To-do list:
**1.** Reproduce the passage of the MRRS decision document starting with "(a) the Ontario" and going on through "in this decision.".
**2.** According to the MRRS decision document, which body is the principal regulator for this application?

Text extract:
++++++
Goodman & Company, Investment Counsel Ltd. - MRRS Decision

MRRS Decision

Headnote

Standard exemption from subsection 4.1(1) of National Instrument 81-102 Mutual Funds to allow the Dealer Managed Fund, as defined in section 1.1 of NI 81-102, to invest in the units of an issuer during the distribution period and the 60 days after the distribution period in which an affiliate of the Dealer Manager, as defined in section 1.1 of NI 81-102, has acted as an underwriter in connection with the distribution of the units of the issuer.

Rule Cited

National Instrument 81-102 Mutual Funds, subsection 4.1(1) and section 19.1.

December 19, 2005

IN THE MATTER OF

THE SECURITIES LEGISLATION OF

BRITISH COLUMBIA, ALBERTA, SASKATCHEWAN, MANITOBA,

ONTARIO, QUEBEC, NEW BRUNSWICK, NOVA SCOTIA, PRINCE EDWARD

ISLAND, NEWFOUNDLAND AND LABRADOR,

THE NORTHWEST TERRITORIES, NUNAVUT AND THE YUKON

(the "Jurisdictions")

AND

IN THE MATTER OF

THE MUTUAL RELIANCE REVIEW SYSTEM FOR

EXEMPTIVE RELIEF APPLICATIONS

AND

GOODMAN & COMPANY, INVESTMENT COUNSEL LTD.

(the "Applicant" or "Dealer Manager")

 

MRRS DECISION DOCUMENT

Background

The local securities regulatory authority or regulator (the "Decision Maker") in each of the Jurisdictions has received an application from the Applicant, the portfolio adviser of the Dynamic Focus+ Small Business Fund (the "Fund" or "Dealer Managed Fund") for a decision under section 19.1 of National Instrument 81-102 Mutual Funds ("NI 81-102") for:

    • an exemption from subsection 4.1(1) of NI 81-102 to enable the Dealer Managed Fund to invest in the units (the "Units") of Futuremed HealthCare Income Fund (the "Issuer") during the period of distribution for the Offering (as defined below) (the "Distribution") and the 60-day period following the completion of the Distribution (the "60-Day Period") (the Distribution and the 60-Day Period together, the "Prohibition Period") notwithstanding that an associate or affiliate of the Dealer Manager acts or has acted as an underwriter in connection with the offering (the "Offering") of Units of the Issuer under a final prospectus (the "Prospectus") that the Issuer will file in accordance with the securities legislation of the provinces of Canada (the "Requested Relief").

Under the Mutual Reliance Review System for Exemptive Relief Applications:

(a) the Ontario Securities Commission (the "OSC") is the principal regulator for this application, and

(b) this MRRS decision document evidences the decision of each Decision Maker.

It is the responsibility of each of the Decision Makers to make a global assessment of the risks involved in granting exemptive relief from subsection 4.1 of NI 81-102 in relation to the specific facts of each application.

Interpretation

Defined terms contained in National Instrument 14-101 -- Definitions have the same meanings in this decision unless they are defined in this decision.

Representations

This decision is based on the following facts represented by the Applicant:

1. The Dealer Manager is a "dealer manager" with respect to the Dealer Managed Fund, and the Dealer Managed Fund is a "dealer managed fund", as such terms are defined in section 1.1 of NI 81-102.

2. The head office of the Dealer Manager is located in Toronto, Ontario.
++++++
Dataset excerpts on object pointing

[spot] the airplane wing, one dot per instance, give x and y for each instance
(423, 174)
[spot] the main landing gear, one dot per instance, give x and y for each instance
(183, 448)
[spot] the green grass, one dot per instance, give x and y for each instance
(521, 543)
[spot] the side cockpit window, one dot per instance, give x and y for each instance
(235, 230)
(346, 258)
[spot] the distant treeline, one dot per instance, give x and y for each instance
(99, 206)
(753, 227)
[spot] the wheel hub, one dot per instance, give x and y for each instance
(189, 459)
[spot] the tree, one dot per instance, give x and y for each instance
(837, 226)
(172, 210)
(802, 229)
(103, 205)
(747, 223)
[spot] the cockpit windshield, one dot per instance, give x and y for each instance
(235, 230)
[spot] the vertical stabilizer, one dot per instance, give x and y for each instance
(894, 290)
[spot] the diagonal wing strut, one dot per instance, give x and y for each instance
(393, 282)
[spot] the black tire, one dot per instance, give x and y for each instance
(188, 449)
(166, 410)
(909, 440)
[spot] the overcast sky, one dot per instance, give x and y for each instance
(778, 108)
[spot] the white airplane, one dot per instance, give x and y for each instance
++++++
Solutions to the tasks:
**1.**
(a) the Ontario Securities Commission (the "OSC") is the principal regulator for this application, and

(b) this MRRS decision document evidences the decision of each Decision Maker.

It is the responsibility of each of the Decision Makers to make a global assessment of the risks involved in granting exemptive relief from subsection 4.1 of NI 81-102 in relation to the specific facts of each application.

Interpretation

Defined terms contained in National Instrument 14-101 -- Definitions have the same meanings in this decision unless they are defined in this decision.

**2.** The Ontario Securities Commission (the "OSC").